◆ **Your goal**: Turn everything from the start of the rows down to and including the line with "[182,243,203,280]" into a numbered list. Skip any blank lines and leave the pictures out.

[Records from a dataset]

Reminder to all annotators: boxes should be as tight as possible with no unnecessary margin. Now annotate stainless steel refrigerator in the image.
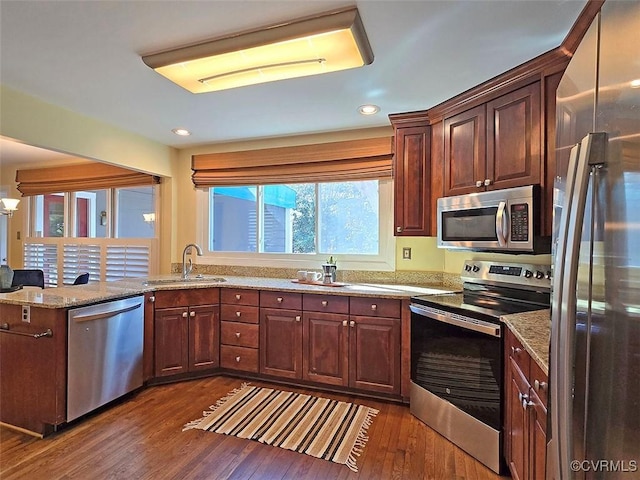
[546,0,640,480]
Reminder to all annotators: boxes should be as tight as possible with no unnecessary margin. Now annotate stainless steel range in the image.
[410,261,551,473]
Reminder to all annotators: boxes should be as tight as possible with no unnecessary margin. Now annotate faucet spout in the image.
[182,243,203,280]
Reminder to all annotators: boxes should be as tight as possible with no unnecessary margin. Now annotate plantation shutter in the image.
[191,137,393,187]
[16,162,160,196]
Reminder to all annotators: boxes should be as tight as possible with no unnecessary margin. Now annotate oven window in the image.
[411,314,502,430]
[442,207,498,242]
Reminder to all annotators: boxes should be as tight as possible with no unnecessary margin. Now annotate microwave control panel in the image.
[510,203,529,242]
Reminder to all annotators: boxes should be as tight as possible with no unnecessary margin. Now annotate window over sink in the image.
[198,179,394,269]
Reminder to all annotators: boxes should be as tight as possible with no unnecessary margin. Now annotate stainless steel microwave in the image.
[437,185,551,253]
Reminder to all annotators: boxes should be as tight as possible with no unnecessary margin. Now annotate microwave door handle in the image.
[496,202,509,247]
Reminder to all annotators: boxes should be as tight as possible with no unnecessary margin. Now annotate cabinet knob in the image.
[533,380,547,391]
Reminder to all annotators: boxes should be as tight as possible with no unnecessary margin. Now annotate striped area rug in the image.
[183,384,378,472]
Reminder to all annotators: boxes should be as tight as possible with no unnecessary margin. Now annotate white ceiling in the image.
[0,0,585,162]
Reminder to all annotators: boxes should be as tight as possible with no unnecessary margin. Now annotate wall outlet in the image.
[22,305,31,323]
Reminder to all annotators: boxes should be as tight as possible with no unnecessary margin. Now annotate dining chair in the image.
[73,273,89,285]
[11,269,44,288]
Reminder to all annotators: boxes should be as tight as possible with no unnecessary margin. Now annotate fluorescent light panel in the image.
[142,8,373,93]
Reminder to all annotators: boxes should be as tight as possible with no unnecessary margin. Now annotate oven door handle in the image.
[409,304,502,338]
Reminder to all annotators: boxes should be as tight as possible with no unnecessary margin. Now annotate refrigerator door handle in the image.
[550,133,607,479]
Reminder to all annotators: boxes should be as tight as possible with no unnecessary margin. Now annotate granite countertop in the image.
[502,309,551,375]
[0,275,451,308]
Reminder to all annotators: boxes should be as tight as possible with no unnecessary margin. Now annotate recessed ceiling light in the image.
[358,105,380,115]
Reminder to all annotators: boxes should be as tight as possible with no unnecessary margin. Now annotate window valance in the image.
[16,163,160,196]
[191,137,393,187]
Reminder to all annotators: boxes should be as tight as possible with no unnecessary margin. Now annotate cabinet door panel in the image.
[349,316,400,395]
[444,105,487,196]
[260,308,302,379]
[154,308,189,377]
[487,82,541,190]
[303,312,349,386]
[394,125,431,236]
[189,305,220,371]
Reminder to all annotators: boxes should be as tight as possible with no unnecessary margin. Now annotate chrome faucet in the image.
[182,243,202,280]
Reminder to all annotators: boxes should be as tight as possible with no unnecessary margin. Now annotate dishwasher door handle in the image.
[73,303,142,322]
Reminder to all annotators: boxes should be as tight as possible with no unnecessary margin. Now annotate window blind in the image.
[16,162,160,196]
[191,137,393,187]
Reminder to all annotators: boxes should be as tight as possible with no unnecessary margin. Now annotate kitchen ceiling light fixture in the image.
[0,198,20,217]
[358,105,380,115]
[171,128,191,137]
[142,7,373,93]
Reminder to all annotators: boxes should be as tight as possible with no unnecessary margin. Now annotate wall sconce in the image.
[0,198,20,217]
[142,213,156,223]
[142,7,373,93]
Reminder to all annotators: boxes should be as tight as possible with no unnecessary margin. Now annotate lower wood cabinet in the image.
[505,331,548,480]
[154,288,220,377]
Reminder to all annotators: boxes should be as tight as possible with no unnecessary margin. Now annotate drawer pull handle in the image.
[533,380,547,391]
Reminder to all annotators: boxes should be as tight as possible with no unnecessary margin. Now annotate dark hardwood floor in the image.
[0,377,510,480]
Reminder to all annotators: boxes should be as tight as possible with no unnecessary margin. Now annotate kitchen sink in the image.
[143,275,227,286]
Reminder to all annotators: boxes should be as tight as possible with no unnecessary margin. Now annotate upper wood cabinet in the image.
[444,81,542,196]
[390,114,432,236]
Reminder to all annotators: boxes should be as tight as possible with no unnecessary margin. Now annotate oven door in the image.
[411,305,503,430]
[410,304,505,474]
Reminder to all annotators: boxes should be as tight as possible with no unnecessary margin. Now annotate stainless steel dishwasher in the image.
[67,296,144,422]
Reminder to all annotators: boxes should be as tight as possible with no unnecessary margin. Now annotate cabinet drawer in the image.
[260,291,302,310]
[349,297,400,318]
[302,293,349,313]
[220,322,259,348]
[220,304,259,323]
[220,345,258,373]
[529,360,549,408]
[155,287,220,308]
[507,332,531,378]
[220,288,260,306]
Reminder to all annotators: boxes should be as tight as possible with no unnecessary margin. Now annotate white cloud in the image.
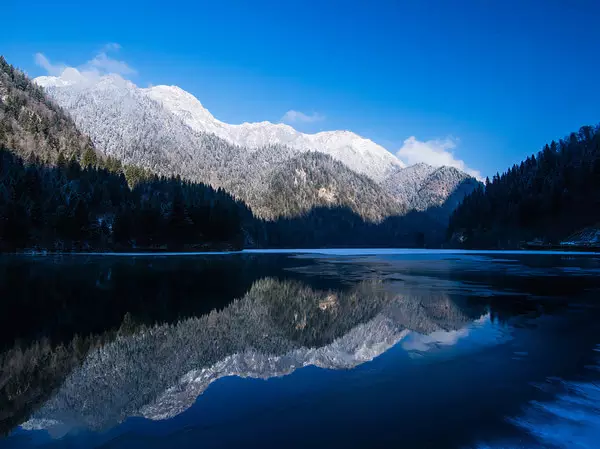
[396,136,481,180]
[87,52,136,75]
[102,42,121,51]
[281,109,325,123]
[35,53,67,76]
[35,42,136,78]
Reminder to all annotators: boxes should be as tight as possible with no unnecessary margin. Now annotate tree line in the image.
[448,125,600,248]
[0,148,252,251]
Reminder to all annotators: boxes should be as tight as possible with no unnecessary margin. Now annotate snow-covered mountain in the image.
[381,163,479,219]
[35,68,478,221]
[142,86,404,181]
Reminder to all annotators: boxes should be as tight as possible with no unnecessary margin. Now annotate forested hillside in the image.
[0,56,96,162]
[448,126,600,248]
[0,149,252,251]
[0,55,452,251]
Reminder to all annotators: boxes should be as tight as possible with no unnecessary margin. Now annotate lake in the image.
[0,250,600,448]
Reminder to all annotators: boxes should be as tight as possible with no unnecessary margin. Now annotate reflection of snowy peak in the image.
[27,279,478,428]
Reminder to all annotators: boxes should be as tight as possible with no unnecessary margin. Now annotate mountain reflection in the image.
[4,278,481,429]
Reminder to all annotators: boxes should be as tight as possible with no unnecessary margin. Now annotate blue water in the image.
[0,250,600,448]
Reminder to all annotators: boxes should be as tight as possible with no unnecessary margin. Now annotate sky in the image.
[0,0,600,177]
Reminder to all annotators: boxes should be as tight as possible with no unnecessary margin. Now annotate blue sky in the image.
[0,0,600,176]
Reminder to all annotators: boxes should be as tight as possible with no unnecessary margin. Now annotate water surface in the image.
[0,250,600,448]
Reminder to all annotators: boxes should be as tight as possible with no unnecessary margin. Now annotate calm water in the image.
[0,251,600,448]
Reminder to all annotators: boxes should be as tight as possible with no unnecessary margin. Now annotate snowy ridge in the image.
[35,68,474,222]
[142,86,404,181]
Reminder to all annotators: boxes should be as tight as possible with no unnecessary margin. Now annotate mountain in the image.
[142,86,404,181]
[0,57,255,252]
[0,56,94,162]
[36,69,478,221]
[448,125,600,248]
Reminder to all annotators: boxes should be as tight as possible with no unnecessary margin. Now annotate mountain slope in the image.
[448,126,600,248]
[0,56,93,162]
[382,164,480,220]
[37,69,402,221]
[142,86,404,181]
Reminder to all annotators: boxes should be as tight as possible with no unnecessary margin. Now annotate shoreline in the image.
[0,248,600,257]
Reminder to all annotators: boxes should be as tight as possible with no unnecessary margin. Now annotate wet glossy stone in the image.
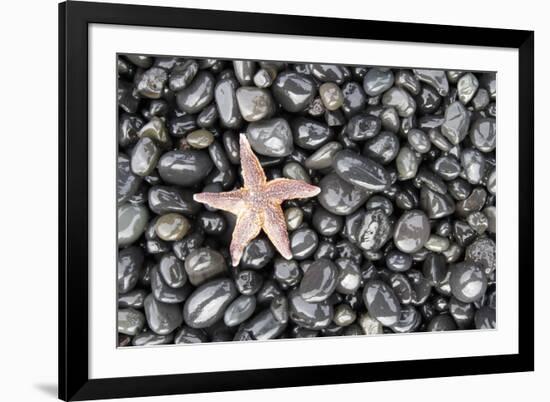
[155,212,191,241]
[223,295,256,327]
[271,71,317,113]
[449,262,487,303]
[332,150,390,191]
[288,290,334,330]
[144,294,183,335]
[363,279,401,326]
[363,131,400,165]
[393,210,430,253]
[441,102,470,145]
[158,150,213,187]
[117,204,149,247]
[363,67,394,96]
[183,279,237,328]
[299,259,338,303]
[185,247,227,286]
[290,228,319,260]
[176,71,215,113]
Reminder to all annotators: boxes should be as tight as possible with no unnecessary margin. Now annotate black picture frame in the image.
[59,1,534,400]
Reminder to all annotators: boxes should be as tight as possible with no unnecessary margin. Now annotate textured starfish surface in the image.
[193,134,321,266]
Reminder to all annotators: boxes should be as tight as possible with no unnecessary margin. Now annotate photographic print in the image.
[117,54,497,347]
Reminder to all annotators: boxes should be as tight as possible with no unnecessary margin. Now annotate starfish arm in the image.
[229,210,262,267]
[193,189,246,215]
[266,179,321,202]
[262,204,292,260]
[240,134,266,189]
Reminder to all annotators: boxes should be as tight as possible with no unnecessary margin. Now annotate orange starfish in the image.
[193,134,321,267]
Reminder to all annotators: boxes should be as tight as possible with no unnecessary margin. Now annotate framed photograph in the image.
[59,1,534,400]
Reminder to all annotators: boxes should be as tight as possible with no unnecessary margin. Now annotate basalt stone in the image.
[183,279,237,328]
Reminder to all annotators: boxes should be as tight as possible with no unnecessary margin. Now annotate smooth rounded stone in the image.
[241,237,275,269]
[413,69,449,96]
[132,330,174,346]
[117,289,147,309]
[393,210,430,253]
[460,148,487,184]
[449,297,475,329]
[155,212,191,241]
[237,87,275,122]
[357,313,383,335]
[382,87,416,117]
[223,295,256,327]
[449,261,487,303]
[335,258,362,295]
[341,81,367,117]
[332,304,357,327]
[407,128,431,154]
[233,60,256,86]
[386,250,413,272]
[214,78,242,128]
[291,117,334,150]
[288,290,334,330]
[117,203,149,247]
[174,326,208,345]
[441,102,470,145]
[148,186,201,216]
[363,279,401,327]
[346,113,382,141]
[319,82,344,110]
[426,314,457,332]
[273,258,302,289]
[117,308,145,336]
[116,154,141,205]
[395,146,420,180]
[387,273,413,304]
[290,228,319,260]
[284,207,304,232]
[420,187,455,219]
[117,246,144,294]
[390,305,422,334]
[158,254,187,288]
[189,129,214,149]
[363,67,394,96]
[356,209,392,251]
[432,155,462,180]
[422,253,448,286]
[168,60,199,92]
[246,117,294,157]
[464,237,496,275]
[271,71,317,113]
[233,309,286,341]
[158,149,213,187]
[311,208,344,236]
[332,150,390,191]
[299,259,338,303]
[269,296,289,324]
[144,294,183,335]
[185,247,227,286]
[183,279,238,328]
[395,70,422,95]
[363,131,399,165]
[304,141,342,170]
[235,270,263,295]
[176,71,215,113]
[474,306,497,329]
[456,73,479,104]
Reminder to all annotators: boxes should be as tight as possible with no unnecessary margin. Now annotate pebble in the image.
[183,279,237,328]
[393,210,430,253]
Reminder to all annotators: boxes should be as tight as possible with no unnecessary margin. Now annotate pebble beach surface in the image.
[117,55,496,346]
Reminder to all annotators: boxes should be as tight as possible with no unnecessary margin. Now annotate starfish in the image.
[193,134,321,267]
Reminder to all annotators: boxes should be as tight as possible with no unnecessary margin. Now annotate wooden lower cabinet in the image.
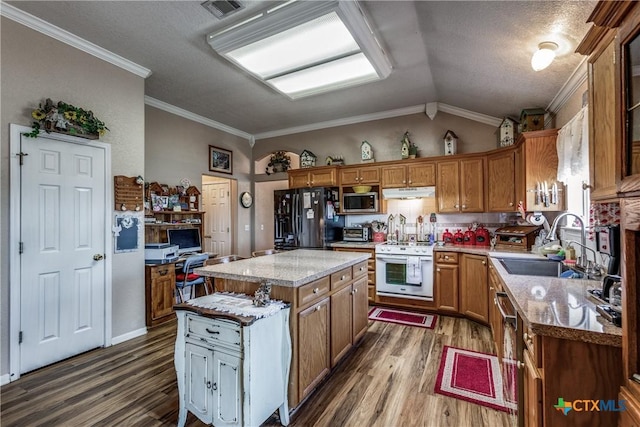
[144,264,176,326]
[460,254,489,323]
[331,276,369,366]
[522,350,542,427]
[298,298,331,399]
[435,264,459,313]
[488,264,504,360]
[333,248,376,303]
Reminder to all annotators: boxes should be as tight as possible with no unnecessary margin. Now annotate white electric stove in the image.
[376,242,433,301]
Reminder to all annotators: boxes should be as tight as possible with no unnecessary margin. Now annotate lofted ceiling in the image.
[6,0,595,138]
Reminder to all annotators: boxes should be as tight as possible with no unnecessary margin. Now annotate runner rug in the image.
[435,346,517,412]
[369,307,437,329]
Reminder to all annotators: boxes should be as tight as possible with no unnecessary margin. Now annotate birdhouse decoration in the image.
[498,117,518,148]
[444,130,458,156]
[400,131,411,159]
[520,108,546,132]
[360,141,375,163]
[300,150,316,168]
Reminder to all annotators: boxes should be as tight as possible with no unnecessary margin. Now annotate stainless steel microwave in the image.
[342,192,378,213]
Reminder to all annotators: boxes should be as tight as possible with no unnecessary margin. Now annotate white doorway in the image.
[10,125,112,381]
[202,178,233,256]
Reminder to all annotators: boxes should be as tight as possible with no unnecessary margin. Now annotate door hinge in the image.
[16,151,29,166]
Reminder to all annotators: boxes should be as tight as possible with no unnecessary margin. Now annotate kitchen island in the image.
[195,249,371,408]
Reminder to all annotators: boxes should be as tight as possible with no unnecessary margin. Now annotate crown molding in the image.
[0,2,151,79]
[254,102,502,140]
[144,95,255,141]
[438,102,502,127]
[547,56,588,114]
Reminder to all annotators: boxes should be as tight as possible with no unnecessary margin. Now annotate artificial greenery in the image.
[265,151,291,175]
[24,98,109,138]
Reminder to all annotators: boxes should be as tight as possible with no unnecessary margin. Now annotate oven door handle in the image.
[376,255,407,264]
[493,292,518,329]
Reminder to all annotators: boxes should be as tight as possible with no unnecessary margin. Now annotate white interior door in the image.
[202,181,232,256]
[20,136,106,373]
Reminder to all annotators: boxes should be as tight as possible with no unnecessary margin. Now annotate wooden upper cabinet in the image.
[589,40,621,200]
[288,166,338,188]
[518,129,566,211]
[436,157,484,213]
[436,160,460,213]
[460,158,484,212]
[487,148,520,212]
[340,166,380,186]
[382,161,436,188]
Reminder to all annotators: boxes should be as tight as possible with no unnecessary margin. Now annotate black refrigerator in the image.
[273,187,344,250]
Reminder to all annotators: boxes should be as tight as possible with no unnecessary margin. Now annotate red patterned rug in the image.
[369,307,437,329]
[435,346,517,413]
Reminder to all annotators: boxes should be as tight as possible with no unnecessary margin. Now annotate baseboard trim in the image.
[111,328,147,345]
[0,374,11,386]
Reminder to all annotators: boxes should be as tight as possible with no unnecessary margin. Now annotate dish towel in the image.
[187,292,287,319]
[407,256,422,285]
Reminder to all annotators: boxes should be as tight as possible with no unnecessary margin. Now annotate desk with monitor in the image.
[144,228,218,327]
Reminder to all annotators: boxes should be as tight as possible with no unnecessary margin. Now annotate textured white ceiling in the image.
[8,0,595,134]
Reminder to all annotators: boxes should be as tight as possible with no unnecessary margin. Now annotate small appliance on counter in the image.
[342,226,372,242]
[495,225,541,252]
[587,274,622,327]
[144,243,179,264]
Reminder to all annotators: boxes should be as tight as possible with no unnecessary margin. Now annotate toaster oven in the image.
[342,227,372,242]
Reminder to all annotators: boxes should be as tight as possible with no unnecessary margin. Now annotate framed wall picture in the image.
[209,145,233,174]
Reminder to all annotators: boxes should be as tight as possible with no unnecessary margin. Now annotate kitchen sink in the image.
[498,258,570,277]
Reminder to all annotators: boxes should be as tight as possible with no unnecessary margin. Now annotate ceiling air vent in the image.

◆ **Answer below**:
1. Reminder to all annotators: boxes should be as tight as possible with no unnecessary margin. Now annotate stainless steel refrigerator in the image.
2. [546,0,640,480]
3. Reminder to all annotators: boxes should be as tight as possible with no unnecessary margin. Now annotate stainless steel range in the image.
4. [410,261,551,473]
5. Reminder to all annotators: boxes should be as tight as possible with no unnecessary margin. Now annotate faucet spout in the image.
6. [182,243,203,280]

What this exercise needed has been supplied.